## Extracted records

----

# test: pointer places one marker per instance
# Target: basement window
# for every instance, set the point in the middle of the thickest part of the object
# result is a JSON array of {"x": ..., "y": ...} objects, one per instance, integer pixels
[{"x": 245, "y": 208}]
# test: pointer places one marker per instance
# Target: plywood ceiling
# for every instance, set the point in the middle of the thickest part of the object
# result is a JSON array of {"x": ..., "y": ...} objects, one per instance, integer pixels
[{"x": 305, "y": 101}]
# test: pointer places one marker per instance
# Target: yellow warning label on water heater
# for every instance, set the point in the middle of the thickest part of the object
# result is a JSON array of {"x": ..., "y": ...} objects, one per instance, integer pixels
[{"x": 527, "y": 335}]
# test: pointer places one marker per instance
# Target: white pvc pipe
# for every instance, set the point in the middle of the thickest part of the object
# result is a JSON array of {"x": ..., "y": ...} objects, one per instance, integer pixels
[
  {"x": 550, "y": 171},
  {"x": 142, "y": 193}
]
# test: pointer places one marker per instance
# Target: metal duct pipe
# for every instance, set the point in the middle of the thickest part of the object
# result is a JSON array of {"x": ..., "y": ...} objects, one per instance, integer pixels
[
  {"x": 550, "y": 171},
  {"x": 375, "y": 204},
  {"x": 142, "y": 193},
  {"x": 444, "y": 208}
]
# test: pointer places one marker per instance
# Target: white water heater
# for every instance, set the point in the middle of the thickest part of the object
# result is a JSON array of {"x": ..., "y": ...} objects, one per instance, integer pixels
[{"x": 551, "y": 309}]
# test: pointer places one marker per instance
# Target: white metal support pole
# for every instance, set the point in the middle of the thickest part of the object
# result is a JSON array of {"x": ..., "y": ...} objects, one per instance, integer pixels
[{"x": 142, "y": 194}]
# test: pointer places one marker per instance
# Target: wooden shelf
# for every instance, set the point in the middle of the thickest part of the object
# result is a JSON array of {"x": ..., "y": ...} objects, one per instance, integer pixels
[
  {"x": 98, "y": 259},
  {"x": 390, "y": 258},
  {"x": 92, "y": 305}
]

----

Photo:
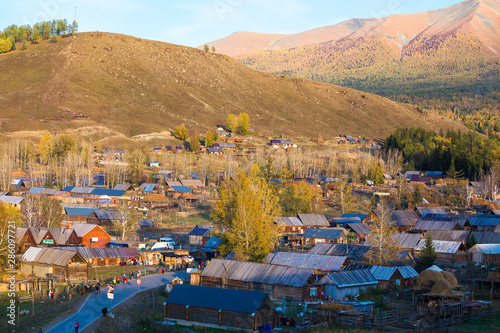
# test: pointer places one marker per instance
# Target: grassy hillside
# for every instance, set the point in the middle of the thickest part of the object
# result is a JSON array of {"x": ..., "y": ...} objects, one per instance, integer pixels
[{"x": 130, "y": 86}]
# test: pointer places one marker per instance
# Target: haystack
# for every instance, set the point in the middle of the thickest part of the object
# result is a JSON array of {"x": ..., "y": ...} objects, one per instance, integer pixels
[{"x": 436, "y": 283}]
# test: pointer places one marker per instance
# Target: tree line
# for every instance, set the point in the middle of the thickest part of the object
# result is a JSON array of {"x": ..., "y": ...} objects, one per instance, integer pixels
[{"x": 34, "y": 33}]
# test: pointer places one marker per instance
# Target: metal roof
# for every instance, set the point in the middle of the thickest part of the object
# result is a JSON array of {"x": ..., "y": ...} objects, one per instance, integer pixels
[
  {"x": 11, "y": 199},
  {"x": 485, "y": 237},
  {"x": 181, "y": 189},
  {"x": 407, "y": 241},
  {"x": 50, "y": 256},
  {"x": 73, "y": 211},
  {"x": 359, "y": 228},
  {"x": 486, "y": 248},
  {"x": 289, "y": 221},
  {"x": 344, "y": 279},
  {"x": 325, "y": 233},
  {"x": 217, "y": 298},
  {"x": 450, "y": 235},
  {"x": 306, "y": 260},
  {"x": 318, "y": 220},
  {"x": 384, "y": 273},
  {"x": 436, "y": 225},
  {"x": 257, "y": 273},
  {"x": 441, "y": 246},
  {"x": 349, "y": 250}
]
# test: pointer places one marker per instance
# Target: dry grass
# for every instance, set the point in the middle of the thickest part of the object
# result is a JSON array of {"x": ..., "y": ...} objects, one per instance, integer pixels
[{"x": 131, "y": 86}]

----

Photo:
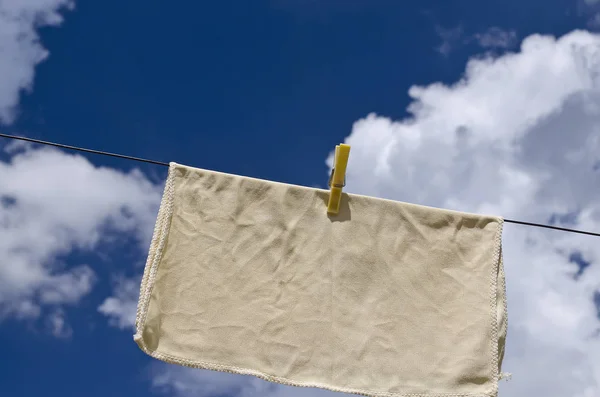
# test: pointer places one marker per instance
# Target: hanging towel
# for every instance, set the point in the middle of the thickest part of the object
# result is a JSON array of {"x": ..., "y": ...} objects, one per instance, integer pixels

----

## Work instructions
Gather every line of the records in which the string "pipe" appears.

## Exercise response
# Target: white pvc pipe
# Target: metal duct pipe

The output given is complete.